Task description:
Answer these questions from the property litigation FAQs below:
1. Which firm's solicitors continue to advise landlords, letting agents and tenants?
2. On what date did the Government announce a partial easing of the notice-period rules?
3. From 1st June 2021, how much notice must landlords generally give tenants when seeking possession?

Property Litigation FAQs
During this time of uncertainty, Barcan+Kirby’s Property Litigation solicitors continue to advise landlords, letting agents and tenants in all areas of property law.
Many of the questions our litigation team are being asked are from tenants who are struggling to pay their rent due to a change in their employment circumstances and from landlords whose tenants cannot pay their monthly amount and, in turn, are left without an income. Some of our frequently asked questions are below, and which our expert team have answered as best they can in this ever-changing climate.
What does The Coronavirus Act 2020 mean for residential landlords and tenants?
The coronavirus (Covid-19) outbreak has had significant implications for residential landlords and tenants. In response, the Government introduced a series of housing support measures, including extending the basic notice period for seeking possession of residential tenancies in England.
On 12th May 2021, the Government made further announcements partially easing some of the rules previously introduced for notice periods:
- From 1st June 2021, generally, landlords must give tenants four months’ notice when seeking possession (except in very few circumstances such as anti-social behaviour or rent arrears).

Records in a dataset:

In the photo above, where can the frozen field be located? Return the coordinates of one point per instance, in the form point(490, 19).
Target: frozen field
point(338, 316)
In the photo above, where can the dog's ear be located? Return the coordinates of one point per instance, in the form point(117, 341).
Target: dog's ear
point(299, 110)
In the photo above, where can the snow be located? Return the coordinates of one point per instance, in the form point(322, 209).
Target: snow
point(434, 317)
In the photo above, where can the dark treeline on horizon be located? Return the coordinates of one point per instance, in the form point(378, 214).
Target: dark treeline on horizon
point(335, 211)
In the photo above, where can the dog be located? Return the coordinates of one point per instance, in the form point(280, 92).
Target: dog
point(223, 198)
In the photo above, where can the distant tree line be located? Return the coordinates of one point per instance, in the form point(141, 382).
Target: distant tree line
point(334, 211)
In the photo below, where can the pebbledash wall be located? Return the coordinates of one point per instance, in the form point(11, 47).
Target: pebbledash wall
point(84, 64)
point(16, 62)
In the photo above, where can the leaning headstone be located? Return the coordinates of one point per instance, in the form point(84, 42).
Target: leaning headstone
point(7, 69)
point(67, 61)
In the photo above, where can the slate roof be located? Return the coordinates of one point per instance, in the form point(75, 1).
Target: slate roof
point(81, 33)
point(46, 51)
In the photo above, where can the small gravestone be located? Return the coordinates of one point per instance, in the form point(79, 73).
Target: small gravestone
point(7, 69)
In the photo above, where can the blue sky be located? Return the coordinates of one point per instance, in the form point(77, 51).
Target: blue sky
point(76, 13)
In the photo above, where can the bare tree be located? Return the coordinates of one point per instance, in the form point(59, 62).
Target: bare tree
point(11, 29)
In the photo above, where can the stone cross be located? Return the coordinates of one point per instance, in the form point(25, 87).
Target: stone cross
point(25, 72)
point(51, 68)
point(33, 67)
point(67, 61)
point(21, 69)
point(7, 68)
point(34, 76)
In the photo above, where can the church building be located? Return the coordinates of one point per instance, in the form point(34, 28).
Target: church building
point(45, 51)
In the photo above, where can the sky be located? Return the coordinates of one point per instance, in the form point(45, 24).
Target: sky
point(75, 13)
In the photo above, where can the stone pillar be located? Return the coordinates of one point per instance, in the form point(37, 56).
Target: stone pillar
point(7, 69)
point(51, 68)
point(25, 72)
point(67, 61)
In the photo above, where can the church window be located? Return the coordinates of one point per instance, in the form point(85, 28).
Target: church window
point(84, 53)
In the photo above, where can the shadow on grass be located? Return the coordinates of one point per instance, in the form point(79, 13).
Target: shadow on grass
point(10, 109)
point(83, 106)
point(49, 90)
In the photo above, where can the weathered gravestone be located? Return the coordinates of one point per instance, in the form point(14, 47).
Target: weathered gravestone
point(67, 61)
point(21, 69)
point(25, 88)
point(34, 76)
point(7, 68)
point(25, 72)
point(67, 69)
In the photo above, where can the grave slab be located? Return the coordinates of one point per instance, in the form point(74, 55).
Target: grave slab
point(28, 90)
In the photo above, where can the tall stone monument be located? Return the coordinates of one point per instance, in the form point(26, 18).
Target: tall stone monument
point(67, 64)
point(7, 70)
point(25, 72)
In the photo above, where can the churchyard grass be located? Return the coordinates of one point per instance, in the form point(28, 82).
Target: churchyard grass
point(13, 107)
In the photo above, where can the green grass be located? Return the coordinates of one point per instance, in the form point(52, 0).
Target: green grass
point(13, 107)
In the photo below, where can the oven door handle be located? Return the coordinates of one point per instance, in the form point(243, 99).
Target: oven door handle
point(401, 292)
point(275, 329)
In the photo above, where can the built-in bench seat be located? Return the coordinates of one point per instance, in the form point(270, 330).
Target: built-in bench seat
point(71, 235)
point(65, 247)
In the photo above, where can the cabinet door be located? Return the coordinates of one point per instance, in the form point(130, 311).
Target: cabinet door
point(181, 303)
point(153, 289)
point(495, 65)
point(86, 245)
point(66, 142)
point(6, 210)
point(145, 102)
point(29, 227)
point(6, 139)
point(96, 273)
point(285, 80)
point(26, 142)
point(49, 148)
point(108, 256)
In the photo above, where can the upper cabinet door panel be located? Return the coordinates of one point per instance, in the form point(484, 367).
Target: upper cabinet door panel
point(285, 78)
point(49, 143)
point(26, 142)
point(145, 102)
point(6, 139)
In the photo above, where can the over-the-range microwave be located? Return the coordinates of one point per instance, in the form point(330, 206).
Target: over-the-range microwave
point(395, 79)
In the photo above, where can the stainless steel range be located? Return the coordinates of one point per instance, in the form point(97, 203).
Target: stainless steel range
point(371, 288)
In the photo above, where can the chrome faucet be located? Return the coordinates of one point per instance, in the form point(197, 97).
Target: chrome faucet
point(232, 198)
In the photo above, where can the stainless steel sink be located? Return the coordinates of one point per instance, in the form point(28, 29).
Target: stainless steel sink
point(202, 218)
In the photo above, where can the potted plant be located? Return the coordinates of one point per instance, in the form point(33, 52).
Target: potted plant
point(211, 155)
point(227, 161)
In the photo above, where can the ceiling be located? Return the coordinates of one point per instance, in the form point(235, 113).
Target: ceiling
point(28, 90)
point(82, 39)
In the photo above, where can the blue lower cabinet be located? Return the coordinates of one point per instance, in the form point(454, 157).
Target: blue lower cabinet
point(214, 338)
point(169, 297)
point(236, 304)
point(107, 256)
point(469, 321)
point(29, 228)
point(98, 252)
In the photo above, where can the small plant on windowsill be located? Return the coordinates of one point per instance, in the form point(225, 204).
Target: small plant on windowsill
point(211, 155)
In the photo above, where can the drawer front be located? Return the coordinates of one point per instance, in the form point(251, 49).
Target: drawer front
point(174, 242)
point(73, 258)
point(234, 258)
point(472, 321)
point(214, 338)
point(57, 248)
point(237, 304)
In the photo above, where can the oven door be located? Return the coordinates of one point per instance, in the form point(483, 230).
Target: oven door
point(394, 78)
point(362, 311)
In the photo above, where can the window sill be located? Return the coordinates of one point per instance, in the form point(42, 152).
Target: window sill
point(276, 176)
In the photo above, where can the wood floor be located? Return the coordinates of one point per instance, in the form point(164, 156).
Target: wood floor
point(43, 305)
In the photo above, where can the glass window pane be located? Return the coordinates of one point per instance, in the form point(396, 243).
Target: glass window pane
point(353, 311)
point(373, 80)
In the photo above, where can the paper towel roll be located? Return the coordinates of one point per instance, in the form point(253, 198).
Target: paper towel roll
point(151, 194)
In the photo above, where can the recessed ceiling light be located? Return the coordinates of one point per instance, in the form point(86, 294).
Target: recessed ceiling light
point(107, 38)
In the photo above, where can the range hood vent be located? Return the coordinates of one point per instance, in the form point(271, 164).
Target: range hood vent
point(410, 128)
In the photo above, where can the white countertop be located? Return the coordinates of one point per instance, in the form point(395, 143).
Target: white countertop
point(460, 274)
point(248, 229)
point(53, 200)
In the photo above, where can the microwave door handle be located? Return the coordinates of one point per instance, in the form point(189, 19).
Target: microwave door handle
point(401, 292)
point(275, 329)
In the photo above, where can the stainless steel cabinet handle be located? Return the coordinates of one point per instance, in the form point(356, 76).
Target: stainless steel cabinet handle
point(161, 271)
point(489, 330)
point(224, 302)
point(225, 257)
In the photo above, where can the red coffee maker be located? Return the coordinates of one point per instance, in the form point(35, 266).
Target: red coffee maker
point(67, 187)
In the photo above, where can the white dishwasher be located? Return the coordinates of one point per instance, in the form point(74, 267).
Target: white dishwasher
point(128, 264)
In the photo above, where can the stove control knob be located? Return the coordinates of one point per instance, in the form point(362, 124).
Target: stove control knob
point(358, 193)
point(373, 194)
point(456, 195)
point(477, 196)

Task output:
1. Barcan+Kirby
2. 12th May 2021
3. Four months